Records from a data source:
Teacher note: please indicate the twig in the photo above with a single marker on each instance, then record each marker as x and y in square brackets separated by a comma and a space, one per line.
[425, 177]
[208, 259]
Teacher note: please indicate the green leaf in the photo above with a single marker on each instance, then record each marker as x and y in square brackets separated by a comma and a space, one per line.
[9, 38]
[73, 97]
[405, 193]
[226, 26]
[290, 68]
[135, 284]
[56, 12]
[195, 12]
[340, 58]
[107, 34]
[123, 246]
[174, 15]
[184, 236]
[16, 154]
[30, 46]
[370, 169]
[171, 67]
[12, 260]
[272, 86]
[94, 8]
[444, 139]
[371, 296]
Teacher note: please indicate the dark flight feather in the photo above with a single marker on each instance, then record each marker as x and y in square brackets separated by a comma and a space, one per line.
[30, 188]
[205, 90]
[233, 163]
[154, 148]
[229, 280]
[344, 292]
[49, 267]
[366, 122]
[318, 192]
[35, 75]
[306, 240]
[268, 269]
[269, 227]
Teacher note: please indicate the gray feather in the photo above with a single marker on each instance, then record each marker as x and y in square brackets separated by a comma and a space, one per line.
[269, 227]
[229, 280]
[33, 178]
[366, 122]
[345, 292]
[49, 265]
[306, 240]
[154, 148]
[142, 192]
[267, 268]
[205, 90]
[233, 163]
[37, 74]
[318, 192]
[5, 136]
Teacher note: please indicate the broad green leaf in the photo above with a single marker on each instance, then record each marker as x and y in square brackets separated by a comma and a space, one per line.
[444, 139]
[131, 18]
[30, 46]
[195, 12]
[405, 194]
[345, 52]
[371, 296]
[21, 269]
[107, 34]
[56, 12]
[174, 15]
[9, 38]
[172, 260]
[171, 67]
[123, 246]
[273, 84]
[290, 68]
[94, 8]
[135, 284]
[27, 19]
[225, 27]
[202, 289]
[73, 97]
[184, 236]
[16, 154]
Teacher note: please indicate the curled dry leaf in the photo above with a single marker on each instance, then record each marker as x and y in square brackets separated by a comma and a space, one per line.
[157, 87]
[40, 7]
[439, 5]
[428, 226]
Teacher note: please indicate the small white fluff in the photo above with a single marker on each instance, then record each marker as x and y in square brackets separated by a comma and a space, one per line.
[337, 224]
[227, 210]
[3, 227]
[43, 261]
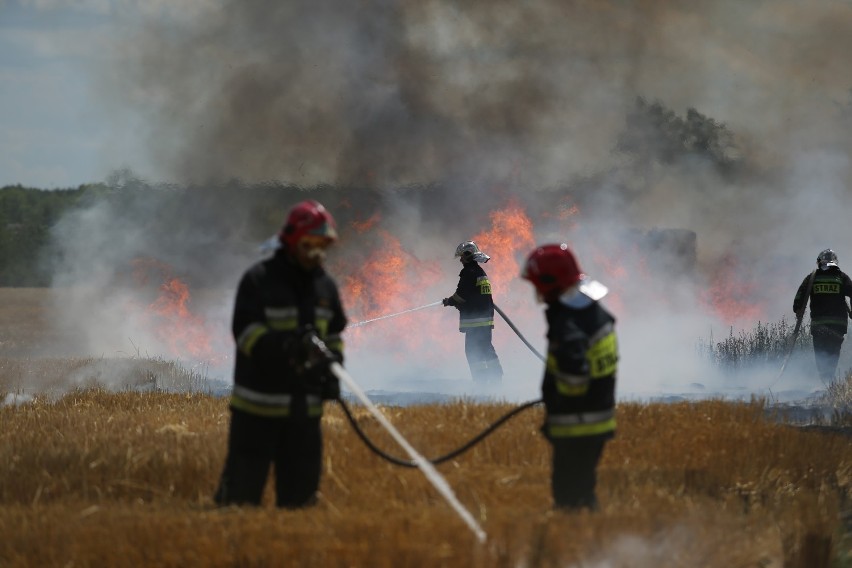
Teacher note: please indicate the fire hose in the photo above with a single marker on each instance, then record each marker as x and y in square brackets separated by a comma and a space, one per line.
[438, 303]
[457, 452]
[428, 469]
[467, 445]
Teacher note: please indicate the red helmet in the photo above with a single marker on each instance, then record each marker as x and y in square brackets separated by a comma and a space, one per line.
[308, 218]
[552, 269]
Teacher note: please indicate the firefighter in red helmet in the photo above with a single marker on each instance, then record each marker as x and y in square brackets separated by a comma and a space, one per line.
[279, 381]
[578, 388]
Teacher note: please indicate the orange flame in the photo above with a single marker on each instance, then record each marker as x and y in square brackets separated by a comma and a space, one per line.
[511, 235]
[168, 317]
[730, 296]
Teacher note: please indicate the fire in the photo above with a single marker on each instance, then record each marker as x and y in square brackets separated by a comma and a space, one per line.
[168, 318]
[511, 235]
[730, 296]
[364, 226]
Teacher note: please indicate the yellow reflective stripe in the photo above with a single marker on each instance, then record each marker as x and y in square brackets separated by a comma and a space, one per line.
[484, 285]
[566, 384]
[284, 325]
[571, 390]
[272, 411]
[603, 357]
[258, 409]
[249, 337]
[579, 430]
[281, 313]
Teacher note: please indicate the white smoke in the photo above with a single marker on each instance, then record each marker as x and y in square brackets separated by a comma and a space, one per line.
[492, 102]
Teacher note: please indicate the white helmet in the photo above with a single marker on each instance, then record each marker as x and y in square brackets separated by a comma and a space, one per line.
[468, 251]
[827, 258]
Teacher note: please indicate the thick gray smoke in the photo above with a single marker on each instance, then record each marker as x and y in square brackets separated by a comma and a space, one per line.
[728, 119]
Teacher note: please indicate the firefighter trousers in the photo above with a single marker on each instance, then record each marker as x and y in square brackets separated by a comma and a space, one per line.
[293, 445]
[574, 474]
[827, 343]
[481, 357]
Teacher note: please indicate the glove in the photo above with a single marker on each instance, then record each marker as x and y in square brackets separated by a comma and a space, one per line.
[318, 366]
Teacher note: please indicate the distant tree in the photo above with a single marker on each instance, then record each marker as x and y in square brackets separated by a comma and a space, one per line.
[654, 132]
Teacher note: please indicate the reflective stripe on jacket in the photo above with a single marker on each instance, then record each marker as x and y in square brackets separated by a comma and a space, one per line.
[473, 298]
[579, 380]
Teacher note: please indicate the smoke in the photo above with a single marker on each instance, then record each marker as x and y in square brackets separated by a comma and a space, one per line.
[726, 119]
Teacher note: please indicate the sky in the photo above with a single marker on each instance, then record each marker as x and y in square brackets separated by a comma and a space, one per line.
[495, 100]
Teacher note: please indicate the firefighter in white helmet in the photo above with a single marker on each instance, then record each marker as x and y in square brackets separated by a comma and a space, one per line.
[827, 289]
[279, 381]
[473, 300]
[578, 387]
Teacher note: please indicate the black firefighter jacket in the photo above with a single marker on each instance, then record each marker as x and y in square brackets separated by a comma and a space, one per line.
[473, 298]
[276, 299]
[578, 388]
[827, 297]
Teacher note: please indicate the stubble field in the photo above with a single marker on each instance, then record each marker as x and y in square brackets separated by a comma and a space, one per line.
[94, 477]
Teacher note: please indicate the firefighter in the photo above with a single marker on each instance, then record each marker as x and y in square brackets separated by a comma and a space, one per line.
[578, 388]
[827, 288]
[473, 300]
[280, 383]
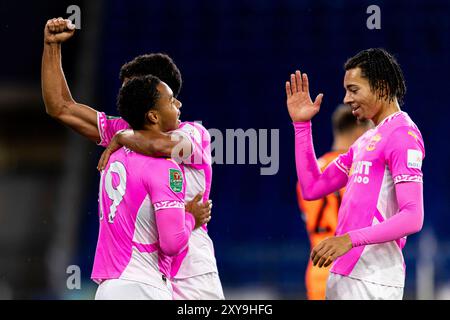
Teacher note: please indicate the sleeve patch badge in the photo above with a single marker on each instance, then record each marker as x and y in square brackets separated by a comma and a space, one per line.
[414, 159]
[175, 180]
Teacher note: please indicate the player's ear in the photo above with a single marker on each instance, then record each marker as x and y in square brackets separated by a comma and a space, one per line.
[152, 116]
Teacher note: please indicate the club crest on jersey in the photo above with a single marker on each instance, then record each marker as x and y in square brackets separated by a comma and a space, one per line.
[372, 144]
[175, 180]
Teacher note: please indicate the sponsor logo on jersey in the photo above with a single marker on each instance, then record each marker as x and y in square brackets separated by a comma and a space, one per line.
[176, 180]
[414, 159]
[373, 142]
[361, 170]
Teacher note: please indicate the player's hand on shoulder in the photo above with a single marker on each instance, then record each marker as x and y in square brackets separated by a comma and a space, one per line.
[200, 210]
[58, 30]
[113, 146]
[300, 106]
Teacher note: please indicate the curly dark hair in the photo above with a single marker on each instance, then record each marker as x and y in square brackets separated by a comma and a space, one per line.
[136, 98]
[383, 72]
[157, 64]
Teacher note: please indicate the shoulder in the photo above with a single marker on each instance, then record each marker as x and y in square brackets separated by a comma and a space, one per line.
[195, 130]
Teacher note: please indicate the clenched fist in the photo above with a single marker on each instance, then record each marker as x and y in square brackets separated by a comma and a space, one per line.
[58, 30]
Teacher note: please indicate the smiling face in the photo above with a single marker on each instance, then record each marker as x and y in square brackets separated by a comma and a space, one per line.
[359, 96]
[168, 108]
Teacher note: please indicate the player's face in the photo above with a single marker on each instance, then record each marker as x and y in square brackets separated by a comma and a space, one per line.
[168, 108]
[359, 95]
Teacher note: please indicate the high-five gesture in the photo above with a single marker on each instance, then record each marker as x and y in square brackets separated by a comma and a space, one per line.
[299, 103]
[58, 30]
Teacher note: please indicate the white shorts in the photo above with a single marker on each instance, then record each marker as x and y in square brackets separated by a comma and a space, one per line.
[119, 289]
[345, 288]
[202, 287]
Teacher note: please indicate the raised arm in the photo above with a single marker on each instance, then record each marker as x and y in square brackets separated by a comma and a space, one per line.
[58, 100]
[314, 184]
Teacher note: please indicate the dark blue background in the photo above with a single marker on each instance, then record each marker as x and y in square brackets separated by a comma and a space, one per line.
[235, 57]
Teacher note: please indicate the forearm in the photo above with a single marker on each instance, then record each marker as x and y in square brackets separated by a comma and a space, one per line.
[408, 220]
[150, 144]
[175, 227]
[55, 91]
[58, 100]
[314, 184]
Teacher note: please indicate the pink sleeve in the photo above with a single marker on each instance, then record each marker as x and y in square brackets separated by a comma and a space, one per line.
[408, 220]
[404, 154]
[167, 190]
[108, 126]
[314, 184]
[174, 228]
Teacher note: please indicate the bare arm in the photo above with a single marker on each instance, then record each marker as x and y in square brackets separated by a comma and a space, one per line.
[58, 100]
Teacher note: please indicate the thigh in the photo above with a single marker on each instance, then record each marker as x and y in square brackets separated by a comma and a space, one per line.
[202, 287]
[346, 288]
[118, 289]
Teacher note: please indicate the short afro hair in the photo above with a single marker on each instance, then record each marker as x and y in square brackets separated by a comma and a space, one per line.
[157, 64]
[136, 98]
[383, 72]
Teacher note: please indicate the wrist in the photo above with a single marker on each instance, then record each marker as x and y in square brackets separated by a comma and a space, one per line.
[350, 237]
[190, 220]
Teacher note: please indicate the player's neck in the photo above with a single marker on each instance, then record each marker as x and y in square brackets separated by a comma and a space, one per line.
[387, 109]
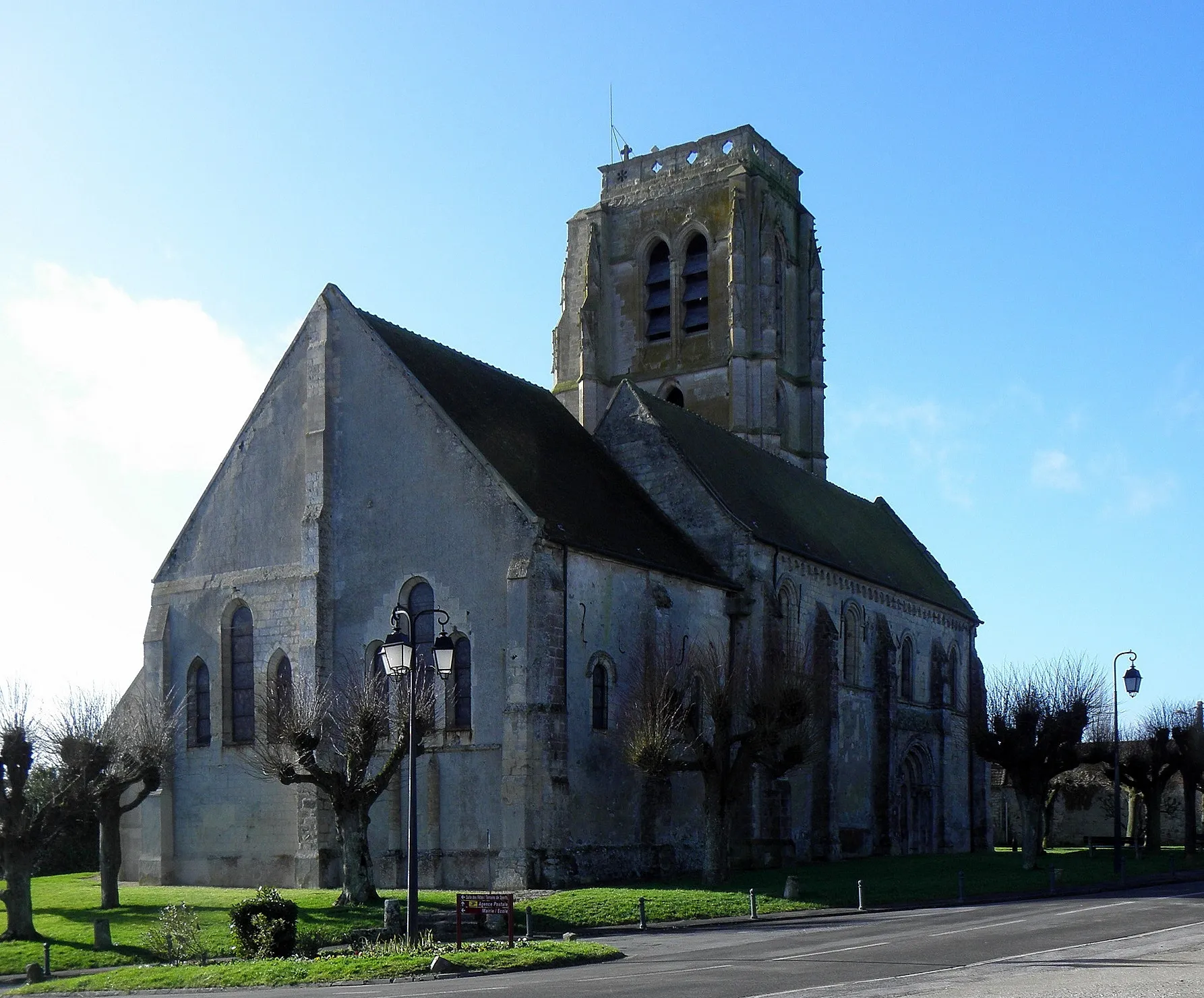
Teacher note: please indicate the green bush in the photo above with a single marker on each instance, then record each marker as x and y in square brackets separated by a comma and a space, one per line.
[264, 924]
[176, 936]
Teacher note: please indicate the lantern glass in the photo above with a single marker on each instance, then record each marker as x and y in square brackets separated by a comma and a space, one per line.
[398, 653]
[1132, 680]
[444, 654]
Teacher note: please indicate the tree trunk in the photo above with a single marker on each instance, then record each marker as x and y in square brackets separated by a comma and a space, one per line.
[714, 829]
[1188, 817]
[16, 895]
[110, 856]
[359, 886]
[1031, 813]
[1153, 802]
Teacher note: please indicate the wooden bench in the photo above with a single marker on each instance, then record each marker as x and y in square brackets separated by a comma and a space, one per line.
[1091, 842]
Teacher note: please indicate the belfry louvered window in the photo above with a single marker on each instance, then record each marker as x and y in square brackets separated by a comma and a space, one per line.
[658, 287]
[696, 295]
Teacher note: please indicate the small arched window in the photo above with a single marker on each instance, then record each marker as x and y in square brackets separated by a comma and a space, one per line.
[779, 295]
[694, 713]
[851, 645]
[658, 301]
[242, 676]
[421, 616]
[461, 684]
[282, 696]
[601, 697]
[199, 728]
[696, 295]
[951, 676]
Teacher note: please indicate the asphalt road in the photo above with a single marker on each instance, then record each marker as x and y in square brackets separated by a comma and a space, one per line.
[1139, 943]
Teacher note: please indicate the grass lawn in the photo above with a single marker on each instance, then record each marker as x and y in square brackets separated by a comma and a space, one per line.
[349, 968]
[64, 907]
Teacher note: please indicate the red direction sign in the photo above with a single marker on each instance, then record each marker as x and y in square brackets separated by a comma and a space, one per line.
[484, 904]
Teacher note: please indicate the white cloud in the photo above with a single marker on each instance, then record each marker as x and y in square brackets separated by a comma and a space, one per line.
[1055, 470]
[154, 383]
[115, 412]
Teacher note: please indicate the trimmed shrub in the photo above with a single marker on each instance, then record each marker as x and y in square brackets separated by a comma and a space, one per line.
[176, 936]
[264, 924]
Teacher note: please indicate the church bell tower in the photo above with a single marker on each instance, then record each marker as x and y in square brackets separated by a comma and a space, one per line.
[697, 277]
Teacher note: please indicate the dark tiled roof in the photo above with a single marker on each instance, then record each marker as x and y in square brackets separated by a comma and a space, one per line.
[564, 476]
[800, 512]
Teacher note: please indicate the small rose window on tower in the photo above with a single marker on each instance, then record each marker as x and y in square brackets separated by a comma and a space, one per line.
[696, 295]
[658, 286]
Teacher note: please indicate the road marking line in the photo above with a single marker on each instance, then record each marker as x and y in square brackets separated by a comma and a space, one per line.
[972, 966]
[975, 929]
[825, 953]
[657, 973]
[421, 993]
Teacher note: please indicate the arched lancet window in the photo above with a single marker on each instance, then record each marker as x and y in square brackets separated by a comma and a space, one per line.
[199, 725]
[951, 673]
[851, 645]
[936, 676]
[601, 697]
[658, 302]
[789, 610]
[282, 695]
[242, 676]
[779, 297]
[461, 684]
[421, 604]
[696, 294]
[694, 713]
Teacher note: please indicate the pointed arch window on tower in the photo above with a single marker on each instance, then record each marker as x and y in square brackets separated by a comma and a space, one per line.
[851, 647]
[696, 297]
[779, 297]
[659, 301]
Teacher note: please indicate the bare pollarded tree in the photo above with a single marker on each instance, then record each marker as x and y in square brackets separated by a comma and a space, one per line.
[347, 738]
[28, 819]
[1147, 760]
[107, 748]
[701, 711]
[1187, 730]
[1035, 722]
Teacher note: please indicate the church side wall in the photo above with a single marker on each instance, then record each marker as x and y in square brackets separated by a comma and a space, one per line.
[220, 824]
[411, 501]
[623, 824]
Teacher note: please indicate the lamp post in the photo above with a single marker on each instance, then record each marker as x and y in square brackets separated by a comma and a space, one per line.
[399, 657]
[1132, 684]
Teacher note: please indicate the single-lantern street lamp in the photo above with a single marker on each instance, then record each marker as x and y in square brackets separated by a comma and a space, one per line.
[398, 653]
[1132, 684]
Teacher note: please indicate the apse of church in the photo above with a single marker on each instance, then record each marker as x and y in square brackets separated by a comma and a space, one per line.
[697, 276]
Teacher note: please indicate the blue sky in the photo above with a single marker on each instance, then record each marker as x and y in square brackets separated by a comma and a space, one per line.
[1009, 202]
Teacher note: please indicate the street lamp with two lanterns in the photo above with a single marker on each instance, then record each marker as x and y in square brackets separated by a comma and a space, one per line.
[398, 654]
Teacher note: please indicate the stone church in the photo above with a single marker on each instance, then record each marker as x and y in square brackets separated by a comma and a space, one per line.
[672, 486]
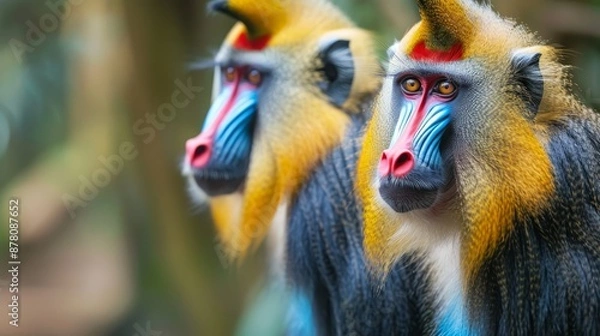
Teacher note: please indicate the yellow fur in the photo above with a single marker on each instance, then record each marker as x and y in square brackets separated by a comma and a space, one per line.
[287, 146]
[508, 174]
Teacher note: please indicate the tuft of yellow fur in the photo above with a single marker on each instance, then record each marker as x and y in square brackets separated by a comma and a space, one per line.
[444, 23]
[267, 17]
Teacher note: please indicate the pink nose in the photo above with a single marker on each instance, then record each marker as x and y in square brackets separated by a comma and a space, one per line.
[198, 151]
[398, 164]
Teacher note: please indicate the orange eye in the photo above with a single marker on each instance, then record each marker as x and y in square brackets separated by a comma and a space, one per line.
[411, 85]
[229, 73]
[446, 88]
[254, 77]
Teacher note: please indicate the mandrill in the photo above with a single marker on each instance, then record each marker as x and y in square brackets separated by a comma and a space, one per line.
[481, 160]
[277, 154]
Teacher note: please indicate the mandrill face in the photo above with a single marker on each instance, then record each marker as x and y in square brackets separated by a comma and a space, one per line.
[288, 79]
[269, 94]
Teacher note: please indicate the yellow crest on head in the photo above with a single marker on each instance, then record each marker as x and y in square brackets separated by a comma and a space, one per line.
[261, 18]
[444, 33]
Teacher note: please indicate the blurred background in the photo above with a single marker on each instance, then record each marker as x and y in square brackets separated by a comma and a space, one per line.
[91, 141]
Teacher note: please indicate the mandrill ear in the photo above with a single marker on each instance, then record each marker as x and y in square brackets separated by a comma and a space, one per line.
[337, 69]
[528, 77]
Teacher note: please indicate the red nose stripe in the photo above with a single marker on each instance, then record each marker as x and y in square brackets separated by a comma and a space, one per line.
[422, 53]
[199, 149]
[245, 43]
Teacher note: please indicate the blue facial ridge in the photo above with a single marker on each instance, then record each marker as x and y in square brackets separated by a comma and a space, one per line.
[429, 135]
[233, 139]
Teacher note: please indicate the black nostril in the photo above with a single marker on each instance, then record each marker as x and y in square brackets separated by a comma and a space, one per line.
[403, 159]
[200, 150]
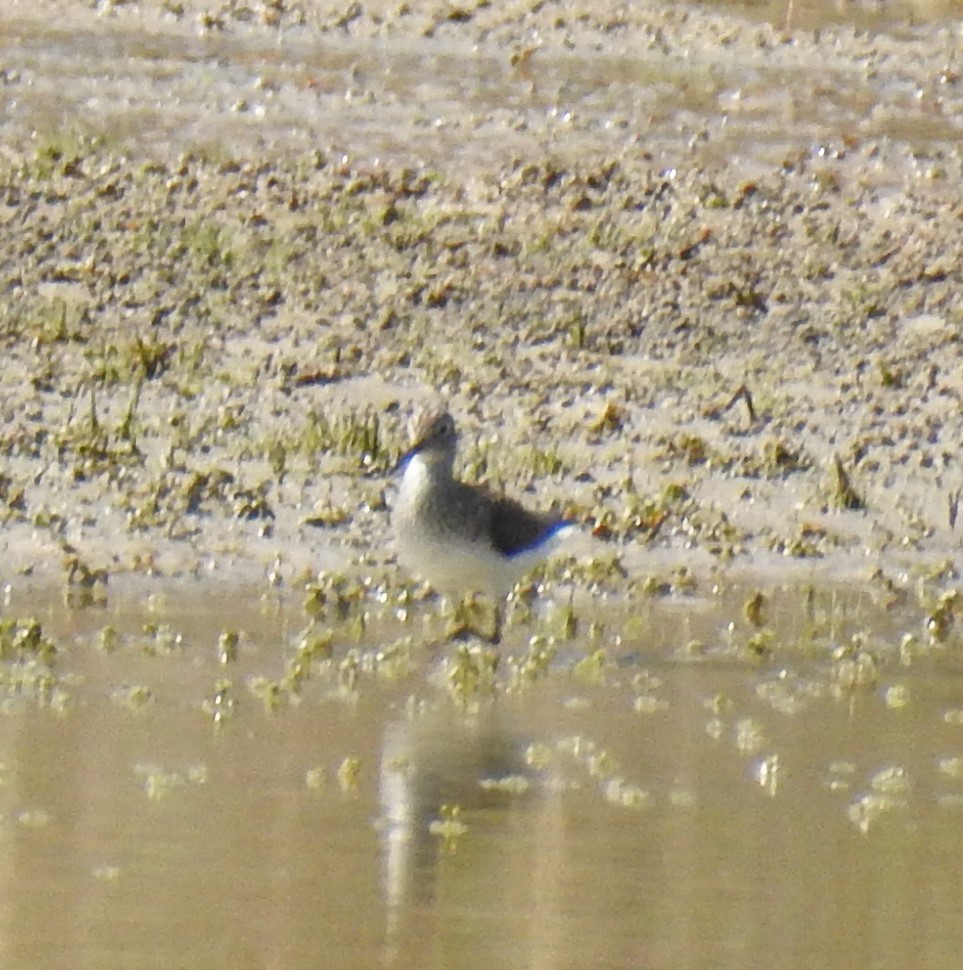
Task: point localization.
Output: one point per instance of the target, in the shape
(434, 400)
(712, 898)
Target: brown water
(676, 806)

## Brief
Retype, word for word, the lines from the one with "Teacher note: please indicate the blue facial" through the last line of the entries above, and only those lines. Leave pictures out.

## Reply
Teacher note: please indicate the blue facial ridge in the photo above with a single marker on each instance, then record each marker as x and y in square brackets separated by a comma and a space, one per line.
[429, 135]
[233, 139]
Teacher note: please indicate the black nostril in the photo above with a single marker on each instance, then record each marker as x and y in square brackets separated by a comma and a space, one per line.
[403, 159]
[200, 150]
Task: point localization.
Output: one point per instance of the target, in the shape
(434, 400)
(712, 898)
Target: brown water
(676, 806)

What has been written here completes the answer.